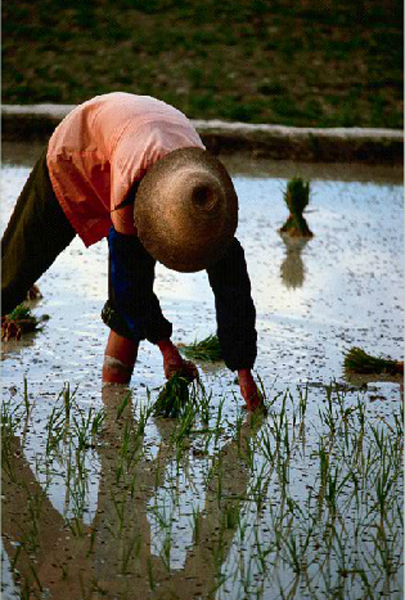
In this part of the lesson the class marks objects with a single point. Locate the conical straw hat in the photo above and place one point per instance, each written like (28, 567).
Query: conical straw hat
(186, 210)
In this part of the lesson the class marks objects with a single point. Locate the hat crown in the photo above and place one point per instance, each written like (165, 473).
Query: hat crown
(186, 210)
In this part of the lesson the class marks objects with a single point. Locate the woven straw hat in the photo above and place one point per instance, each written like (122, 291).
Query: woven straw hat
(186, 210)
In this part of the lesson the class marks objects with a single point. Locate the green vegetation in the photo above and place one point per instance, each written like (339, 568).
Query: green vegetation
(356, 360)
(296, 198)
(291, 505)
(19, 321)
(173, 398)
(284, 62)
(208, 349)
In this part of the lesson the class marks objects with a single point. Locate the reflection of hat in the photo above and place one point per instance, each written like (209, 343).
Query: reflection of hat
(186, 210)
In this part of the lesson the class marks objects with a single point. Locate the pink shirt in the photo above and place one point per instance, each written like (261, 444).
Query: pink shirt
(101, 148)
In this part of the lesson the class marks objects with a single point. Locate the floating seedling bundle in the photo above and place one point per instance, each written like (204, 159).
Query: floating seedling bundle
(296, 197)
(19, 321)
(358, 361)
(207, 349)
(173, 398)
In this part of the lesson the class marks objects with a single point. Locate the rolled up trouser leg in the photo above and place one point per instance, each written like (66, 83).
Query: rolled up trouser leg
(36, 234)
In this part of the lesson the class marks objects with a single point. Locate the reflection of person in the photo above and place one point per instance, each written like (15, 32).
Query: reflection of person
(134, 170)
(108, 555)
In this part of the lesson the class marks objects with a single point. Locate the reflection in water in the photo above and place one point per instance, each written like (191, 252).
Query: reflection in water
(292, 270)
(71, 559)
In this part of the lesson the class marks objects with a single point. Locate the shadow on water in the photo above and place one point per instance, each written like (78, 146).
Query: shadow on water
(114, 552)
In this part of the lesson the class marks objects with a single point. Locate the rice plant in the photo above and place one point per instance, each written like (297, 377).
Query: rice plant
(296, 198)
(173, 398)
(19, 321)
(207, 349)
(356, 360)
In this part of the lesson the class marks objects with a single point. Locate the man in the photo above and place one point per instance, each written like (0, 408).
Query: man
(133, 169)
==
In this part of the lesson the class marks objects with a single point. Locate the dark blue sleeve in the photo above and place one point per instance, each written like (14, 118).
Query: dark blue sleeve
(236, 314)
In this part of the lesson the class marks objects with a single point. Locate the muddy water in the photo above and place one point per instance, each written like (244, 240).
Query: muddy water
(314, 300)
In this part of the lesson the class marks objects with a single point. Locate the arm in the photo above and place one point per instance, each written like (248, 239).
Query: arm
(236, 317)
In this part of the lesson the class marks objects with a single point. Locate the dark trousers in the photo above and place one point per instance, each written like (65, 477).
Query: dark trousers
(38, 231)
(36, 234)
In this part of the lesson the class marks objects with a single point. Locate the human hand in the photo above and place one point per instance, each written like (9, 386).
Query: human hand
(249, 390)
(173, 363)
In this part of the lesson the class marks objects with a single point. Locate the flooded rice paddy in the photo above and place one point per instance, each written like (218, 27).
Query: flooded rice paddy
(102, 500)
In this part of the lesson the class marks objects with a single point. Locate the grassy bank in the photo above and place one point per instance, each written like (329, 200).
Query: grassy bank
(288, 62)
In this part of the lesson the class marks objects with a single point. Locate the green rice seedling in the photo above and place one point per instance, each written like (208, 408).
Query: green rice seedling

* SHORT TASK *
List every line in the entries above that contains the word "floating".

* RESPONSE *
In this part of the lesson the class marks objects with a single point. Locate the floating seedling bundle in the photo above and place one point per instance, each written like (204, 159).
Query: floating seedling bundle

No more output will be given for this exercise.